#### Document passage:
╔══

Quant Long-Short Funds Down 3.6% in Two Weeks as Momentum Collapse Meets Korean Stock Turmoil

Miles Bennett
Published todayAbout 11 min read

Systematic long-short funds fell 3.6% in two weeks, surrendering roughly a quarter of their year-to-date gains in the worst drawdown since August 2025; Goldman Sachs points to a momentum unwind compounded by Korea's leveraged-ETF feedback loop — a stress test for every portfolio carrying momentum exposure.

01

How bad is a 3.6% drop in two weeks?

According to Goldman Sachs' internal trading-desk report, systematic long-short funds — hedge funds that use quantitative models to go long and short simultaneously — fell a cumulative 3.6% from June 22 to July 8. Year-to-date returns dropped from 14.4% to 10.8%, wiping out roughly a quarter of the year's gains.
This means → profits that took most of the year to build evaporated in two weeks, far faster than a normal pullback.
Warning signs appeared a week earlier: the five trading days ending June 29 saw a 3.1% loss, the worst five-day stretch since December 2023, with June 29 alone accounting for 1.0%.

╚══

#### Exercise brief:
List every calendar date or month-year that appears in the article on quant long-short funds.

#### Provided information:

╔══

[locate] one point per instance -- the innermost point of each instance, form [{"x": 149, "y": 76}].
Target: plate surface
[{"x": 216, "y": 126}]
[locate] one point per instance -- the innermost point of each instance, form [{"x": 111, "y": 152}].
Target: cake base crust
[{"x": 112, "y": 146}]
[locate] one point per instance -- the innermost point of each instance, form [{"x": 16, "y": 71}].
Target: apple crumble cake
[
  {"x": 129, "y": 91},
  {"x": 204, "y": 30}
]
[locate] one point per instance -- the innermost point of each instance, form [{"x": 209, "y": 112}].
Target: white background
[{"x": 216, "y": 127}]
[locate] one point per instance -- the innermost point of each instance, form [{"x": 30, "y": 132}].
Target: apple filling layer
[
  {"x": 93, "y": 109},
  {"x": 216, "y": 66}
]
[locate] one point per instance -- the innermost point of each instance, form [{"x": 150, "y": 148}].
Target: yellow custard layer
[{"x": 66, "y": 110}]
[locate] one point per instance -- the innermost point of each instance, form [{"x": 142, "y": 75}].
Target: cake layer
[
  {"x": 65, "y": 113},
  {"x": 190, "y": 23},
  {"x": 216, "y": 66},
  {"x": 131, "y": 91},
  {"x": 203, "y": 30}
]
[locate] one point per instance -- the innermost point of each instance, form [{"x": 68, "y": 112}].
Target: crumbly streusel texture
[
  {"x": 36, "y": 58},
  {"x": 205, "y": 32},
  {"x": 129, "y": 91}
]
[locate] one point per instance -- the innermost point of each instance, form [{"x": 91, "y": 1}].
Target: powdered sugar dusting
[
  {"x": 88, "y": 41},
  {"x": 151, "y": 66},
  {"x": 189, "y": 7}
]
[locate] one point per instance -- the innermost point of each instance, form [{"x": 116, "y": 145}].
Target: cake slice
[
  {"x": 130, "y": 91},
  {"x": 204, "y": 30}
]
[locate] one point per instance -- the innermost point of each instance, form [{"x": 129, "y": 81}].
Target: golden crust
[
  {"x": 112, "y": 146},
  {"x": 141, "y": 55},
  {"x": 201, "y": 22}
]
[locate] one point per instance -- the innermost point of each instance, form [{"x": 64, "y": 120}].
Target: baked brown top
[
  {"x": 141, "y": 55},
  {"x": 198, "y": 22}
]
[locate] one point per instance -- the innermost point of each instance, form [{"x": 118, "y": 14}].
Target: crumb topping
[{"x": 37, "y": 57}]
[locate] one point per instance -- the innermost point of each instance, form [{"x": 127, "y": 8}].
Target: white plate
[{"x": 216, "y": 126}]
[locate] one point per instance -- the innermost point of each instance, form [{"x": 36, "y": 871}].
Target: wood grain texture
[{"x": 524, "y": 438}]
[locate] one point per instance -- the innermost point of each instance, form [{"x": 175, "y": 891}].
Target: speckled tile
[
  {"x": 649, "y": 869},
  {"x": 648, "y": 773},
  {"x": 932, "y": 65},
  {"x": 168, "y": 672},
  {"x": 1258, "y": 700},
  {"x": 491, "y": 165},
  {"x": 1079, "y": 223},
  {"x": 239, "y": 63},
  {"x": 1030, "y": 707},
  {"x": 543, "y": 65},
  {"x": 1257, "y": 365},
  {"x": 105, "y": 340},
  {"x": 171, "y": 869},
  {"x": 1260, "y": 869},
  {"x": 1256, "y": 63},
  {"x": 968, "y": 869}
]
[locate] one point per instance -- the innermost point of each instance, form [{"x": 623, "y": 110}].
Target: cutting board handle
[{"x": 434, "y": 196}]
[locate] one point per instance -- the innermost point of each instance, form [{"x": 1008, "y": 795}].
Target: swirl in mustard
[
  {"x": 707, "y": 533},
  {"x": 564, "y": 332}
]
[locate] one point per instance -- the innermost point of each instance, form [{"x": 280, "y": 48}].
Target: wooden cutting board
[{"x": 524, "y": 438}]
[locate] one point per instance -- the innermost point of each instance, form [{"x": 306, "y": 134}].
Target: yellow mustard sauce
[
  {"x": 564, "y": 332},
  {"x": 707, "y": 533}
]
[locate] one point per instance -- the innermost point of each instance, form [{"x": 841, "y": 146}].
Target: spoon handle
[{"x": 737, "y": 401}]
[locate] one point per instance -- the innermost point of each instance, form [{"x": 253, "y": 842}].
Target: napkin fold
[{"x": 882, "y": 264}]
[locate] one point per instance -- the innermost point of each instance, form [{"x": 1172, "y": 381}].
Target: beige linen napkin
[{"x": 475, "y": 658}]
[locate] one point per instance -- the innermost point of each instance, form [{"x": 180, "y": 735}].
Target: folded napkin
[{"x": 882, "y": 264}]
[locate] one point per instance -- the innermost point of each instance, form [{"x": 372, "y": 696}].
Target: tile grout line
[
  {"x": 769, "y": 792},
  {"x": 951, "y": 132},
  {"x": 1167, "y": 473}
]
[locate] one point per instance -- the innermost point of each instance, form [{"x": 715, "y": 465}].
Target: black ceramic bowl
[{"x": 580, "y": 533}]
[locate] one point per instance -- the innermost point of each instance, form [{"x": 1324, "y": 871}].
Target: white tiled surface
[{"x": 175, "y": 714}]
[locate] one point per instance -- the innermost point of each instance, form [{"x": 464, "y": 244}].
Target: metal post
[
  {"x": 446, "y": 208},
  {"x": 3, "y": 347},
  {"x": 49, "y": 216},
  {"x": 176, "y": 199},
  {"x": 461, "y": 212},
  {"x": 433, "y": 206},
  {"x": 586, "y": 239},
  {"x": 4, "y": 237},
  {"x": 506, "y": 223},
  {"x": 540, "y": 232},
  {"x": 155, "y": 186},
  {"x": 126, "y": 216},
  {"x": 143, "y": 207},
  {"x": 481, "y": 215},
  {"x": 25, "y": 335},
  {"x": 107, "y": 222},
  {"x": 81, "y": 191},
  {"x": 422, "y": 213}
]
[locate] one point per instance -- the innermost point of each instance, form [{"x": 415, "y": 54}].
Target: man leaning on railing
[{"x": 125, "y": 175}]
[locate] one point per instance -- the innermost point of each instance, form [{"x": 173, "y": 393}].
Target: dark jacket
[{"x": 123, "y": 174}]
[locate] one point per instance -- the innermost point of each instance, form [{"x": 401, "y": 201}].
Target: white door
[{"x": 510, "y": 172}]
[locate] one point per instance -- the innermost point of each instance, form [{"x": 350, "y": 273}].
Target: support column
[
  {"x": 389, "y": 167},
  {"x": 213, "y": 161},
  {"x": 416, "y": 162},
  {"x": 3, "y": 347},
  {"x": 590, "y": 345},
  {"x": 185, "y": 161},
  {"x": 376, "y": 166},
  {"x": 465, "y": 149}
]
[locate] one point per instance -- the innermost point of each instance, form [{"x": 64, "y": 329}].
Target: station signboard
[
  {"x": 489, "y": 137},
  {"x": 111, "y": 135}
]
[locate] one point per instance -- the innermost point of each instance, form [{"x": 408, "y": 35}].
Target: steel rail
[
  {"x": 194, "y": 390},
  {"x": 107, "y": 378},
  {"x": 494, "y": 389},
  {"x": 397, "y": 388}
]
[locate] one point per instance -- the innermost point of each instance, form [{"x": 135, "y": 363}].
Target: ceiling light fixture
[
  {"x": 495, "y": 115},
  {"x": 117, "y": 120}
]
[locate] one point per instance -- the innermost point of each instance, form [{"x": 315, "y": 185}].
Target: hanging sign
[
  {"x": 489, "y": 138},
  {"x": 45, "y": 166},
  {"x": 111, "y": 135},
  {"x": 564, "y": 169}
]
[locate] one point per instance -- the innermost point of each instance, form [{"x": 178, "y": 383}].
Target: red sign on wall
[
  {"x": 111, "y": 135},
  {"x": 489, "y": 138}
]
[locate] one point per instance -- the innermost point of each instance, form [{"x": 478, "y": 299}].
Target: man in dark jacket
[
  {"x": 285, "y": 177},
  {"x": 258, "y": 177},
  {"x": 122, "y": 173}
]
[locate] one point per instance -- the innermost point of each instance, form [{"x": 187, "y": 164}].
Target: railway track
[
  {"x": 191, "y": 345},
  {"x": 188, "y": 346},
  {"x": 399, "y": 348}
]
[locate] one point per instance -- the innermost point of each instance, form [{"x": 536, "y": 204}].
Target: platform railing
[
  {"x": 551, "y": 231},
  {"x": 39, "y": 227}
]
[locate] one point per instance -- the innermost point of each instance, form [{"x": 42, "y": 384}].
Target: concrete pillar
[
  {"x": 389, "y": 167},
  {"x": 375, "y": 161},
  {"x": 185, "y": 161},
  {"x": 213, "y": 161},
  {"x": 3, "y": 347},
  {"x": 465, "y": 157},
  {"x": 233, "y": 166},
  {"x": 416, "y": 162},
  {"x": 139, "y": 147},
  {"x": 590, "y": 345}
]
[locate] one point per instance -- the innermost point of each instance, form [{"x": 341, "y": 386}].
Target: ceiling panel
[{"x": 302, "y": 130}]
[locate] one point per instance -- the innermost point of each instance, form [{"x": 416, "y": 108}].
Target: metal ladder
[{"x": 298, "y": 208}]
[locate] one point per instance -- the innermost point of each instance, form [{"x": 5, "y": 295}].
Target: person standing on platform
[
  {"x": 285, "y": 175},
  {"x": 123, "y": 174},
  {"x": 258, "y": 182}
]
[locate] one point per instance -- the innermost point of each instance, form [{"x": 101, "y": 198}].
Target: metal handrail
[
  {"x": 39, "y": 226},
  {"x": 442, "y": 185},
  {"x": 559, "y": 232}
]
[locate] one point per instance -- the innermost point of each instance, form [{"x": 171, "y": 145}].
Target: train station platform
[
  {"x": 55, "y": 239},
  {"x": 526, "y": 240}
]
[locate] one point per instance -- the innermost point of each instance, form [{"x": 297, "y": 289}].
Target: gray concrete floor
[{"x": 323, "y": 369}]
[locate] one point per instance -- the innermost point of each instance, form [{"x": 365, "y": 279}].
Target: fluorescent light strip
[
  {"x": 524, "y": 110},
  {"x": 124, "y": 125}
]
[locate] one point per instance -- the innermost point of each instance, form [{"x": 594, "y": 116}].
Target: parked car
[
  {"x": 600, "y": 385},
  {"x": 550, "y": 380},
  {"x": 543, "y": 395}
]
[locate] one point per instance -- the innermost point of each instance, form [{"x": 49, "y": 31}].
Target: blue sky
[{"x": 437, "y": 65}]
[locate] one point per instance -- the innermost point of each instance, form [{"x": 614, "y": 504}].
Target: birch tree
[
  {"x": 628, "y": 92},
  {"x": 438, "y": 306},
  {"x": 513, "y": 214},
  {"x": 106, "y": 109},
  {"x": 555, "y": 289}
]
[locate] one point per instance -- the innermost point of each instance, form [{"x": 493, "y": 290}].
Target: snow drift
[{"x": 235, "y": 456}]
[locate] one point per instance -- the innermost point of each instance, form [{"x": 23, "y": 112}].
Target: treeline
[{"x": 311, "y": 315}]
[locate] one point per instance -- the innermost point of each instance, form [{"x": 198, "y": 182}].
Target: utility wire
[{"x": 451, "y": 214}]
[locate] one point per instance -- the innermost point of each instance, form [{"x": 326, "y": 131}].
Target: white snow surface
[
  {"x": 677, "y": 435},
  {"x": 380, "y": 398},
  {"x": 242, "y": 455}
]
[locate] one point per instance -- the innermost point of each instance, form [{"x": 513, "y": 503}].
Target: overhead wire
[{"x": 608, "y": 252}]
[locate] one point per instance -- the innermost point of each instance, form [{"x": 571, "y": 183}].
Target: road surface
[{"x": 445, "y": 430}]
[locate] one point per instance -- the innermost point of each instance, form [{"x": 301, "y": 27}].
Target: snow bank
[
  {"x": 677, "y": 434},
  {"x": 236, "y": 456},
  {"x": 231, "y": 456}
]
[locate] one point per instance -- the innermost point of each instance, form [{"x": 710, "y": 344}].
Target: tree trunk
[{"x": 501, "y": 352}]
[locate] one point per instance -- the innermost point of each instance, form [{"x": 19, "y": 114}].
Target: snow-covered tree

╚══

#### Final answer:
June 22, July 8, June 29, August 2025, December 2023